■ **COMPLETE THE FOLLOWING**:
**a.** In the article on Dr. Tadeusz Malinski's cardiology award, copy the part that opens with the words containing "Distinguished Professor of" and closes with "higher than cancer.". Reproduce it word for word.
**b.** Answer these from the article on Dr. Tadeusz Malinski's cardiology award:
(i) In which city was the 21st World Congress on Heart Disease held?
(ii) What share of deaths in the United States does the article attribute to heart disease?
(iii) How long ago did Malinski develop his nanosensing system?
**c.** Write the next few paragraphs of the article on Dr. Tadeusz Malinski's cardiology award, picking up after its last sentence.

■ **SOURCE DOCUMENT**:
↓↓↓

News Research

January 27, 2017 at 1:00 am

NQPI | Malinski Recognized with Cardiology Award

Dr. Tadeusz Malinski with Dr. Asher Kimchi and Dr. Jeffrey Borer

Dr. Tadeusz Malinski with Dr. Asher Kimchi and Dr. Jeffrey Borer

By Samantha Peko
NQPI editorial intern

Distinguished Professor of Chemistry and Biochemistry and Nanoscale & Quantum Phenomena Institute member Dr. Tadeusz Malinski was recently honored by the International Academy of Cardiology at the 21st World Congress on Heart Disease in Boston.

He received an award titled “The Albrecht Fleckenstein Memorial Award for Distinguished Work in the Field of Basic Research for Cardiology.”

This award recognizes Malinski’s lifetime work on the application of nanomedical systems for the early diagnosis, treatment and prevention of heart failure, cardiac vasculopathy and vascular diseases. Heart disease is the cause of nearly 25 percent of deaths in the United States – higher than cancer.

Malinski said he was excited to receive the award, which is typically given to individuals with medical degrees.

“It’s a very prestigious award. I am probably the only one in the past 25 years who is not a cardiologist,” Malinski said.

Malinski has reached many milestones in his career of research and development, and his contributions to the field of cardiology are vast. Nearly three decades ago, Malinski developed a first of its kind nanosensing system and technique that was small enough to be placed in hearts and could successfully measure the release and concentration of several small molecules, like nitric oxide, peroxynitrite and superoxide during a single beat of the heart.

↑↑↑

■ **SUPPLIED INFORMATION**:
↓↓↓

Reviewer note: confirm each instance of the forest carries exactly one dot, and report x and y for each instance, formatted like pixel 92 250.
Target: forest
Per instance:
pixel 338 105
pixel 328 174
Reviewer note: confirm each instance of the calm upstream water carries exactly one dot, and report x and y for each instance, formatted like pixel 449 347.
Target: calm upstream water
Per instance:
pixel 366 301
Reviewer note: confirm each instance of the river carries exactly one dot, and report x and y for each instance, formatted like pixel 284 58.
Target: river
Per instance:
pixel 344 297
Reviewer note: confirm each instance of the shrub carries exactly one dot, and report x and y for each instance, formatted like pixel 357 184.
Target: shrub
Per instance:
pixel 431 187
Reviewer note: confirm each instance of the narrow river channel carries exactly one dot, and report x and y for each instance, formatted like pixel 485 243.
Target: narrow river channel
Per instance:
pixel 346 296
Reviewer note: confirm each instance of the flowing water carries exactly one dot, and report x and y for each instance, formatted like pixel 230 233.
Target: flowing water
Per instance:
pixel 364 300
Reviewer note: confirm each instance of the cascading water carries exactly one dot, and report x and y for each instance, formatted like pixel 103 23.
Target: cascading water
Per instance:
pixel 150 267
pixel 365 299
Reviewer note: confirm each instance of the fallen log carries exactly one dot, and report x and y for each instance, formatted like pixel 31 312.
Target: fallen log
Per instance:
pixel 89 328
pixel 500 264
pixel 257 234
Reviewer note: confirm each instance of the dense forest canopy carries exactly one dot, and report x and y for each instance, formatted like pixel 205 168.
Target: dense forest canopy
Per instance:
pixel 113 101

↑↑↑

■ **ANSWERS FOR EACH ITEM**:
**a.**
Distinguished Professor of Chemistry and Biochemistry and Nanoscale & Quantum Phenomena Institute member Dr. Tadeusz Malinski was recently honored by the International Academy of Cardiology at the 21st World Congress on Heart Disease in Boston.

He received an award titled “The Albrecht Fleckenstein Memorial Award for Distinguished Work in the Field of Basic Research for Cardiology.”

This award recognizes Malinski’s lifetime work on the application of nanomedical systems for the early diagnosis, treatment and prevention of heart failure, cardiac vasculopathy and vascular diseases. Heart disease is the cause of nearly 25 percent of deaths in the United States – higher than cancer.

**b.**
(i) Boston
(ii) Nearly 25 percent
(iii) Nearly three decades ago

**c.**
This discovery offered a much more complete description of the heart and how the contraction and relaxation forces are regulated in the beating heart. In serious medical procedures, like heart transplantation, the preservation of these forces is vitally important. Having a better understanding of how the heart actually works made it possible to develop new solutions for storage, which could potentially double the time for the transplantation of a heart graft and improve the success of surgery.

These nanomedical studies have proven to be extremely useful with many practical applications. From his Down Syndrome study (covered by NQPI last spring), to extending the life of a preserved heart, to the recently patented new method of the accelerated healing of the vasculature in wounds, Malinski’s contributions to basic research in cardiology are numerous.

Malinski hopes to apply his findings using nitric oxide in the heart to study capillary function in the brain. This could have far-reaching ramifications on the study of diseases like Alzheimer’s, Parkinson’s, hemorrhagic stroke and aging in general.